- [Text section]:

=====

Strength and limitations
Heterogeneous sampling of carers was strived for in the field-testing of DeCANT to be applicable to the various settings intended for use. Nonetheless, participants were primarily female or spouses, which may reduce the representativeness of the sample. However, this seems to be a general pattern in dementia research when recruiting carers (Alzheimerforeningen, 2018). In contrast, the sample included a large proportion of non-spousal carers and carers reporting great variety of dementia severity in the person cared for, which suggests that the sample may be representative of various types of carers and caring contexts. However, the sampling has not considered different cultural attitudes towards the caring role. Therefore, the relevance of using DeCANT should be carefully considered in the cultural context (Nielsen et al., Reference Nielsen, Nielsen and Waldemar2019).
A limitation of the study is the small sample size (n = 301). Larger samples with a larger participant/item ratio of at least 10 participants per item are preferable in CFA (Boateng et al., Reference Boateng, Neilands, Frongillo, Melgar-Quinonez and Young2018) as more stable factor loadings and lower measurement errors are obtained. Thus, replication of DeCANT’s factor structure is necessary to ensure generalizability of the suggested structure in similar populations (Boateng et al., Reference Boateng, Neilands, Frongillo, Melgar-Quinonez and Young2018).
Development of DeCANT followed a rigorous stepwise procedure for questionnaire development (de Vet et al., Reference de Vet, Terwee, Mokkink and Knol2011). However, before using DeCANT in practice, further research is needed to examine its psychometric properties. Hence, we recommend investigation of its construct validity by comparing DeCANT with existing measures of carers’ health and well-being and test-retesting of reliability as next steps.

=====

- [Dataset extract]:
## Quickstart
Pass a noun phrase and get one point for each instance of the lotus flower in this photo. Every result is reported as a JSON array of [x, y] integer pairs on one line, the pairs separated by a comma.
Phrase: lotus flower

=====

- [Requirement 1]: In the strengths and limitations section, rewrite the paragraph that begins "A limitation of the study is the small sample size" as a short list that keeps its main facts.
- [Requirement 2]: List every distinct source cited in the strengths and limitations section, giving each by its author and year.
- [Requirement 3]: According to the strengths and limitations section, which two next steps are recommended for DeCANT?

- [Answer area 1]:
- The study's sample was small (n = 301).
- CFA works better with larger samples of at least 10 participants per item (Boateng et al., 2018).
- Larger samples give more stable factor loadings and lower measurement errors.
- DeCANT's factor structure must be replicated to ensure it generalizes to similar populations.

- [Answer area 2]:
- Alzheimerforeningen, 2018
- Nielsen et al., 2019
- Boateng et al., 2018
- de Vet et al., 2011

- [Answer area 3]: Investigating its construct validity by comparing it with existing measures of carers' health and well-being, and test-retesting its reliability.